## start Given data
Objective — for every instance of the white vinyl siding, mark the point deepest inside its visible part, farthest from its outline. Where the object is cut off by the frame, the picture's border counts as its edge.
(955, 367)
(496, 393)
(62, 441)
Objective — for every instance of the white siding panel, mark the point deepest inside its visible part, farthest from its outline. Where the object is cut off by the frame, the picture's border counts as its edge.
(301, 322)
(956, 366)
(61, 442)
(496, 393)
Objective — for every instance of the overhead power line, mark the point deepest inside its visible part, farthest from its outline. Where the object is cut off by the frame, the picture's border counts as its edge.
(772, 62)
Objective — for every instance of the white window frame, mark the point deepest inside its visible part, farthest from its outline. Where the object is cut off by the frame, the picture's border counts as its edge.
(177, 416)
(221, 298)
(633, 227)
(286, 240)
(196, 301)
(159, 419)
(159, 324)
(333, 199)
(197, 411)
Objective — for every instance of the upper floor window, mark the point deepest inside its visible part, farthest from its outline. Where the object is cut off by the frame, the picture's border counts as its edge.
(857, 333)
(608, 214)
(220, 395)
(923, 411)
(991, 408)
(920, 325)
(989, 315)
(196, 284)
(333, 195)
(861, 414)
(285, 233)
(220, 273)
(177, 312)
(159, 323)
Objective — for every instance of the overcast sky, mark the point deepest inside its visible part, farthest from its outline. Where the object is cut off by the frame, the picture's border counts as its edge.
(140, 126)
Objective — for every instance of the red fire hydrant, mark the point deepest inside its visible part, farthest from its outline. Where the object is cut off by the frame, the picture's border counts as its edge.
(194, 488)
## end Given data
> **Stated problem**
Output the data above exactly, please, line for line.

> **Complete response**
Objective — for every instance of the white vinyl siding, mark the point deepest inside its visible part, farthest from its outline. Where the object is cut off by the frame, the picture's border counts as its edge.
(955, 367)
(496, 393)
(62, 441)
Objective — for every instance of the white siding panel, mark the point deepest inside its visible part, farthest from its outline. Where the object is cut off by the frame, the picture's border counts as its edge.
(301, 322)
(956, 366)
(61, 442)
(496, 393)
Objective — for every instance of the overhead power line, mark the point deepest inside its visible part, farthest from its outline. Where the object is cut off by the frame, the picture's border counts as its edge.
(772, 62)
Objective — for every instance of the white window frame, mark the point deepest inside its visible part, farthest from its outline. Where the object is cut off by the frame, the picture's border counts as its edge.
(177, 416)
(221, 298)
(633, 227)
(286, 240)
(196, 301)
(159, 419)
(159, 324)
(333, 199)
(197, 411)
Objective — for every instance of the upper floor window, mark the point deepest inside its visible part, farthest from its outline. Where the object is cut off by the frame, the picture's border counts as its edge.
(857, 333)
(608, 214)
(220, 395)
(923, 411)
(991, 408)
(920, 325)
(989, 315)
(196, 284)
(333, 195)
(861, 414)
(285, 233)
(220, 273)
(177, 312)
(159, 323)
Objective — for every instance of the overcast sky, mark the point deepest inside its visible part, farthest from its outline. Where the object is cut off by the frame, the picture's border counts as its edge.
(140, 126)
Objective — for every instance of the red fire hydrant, mark the point deepest inside its visible part, farthest from its outline. Where the object is cut off by the frame, the picture's border counts as its edge.
(194, 488)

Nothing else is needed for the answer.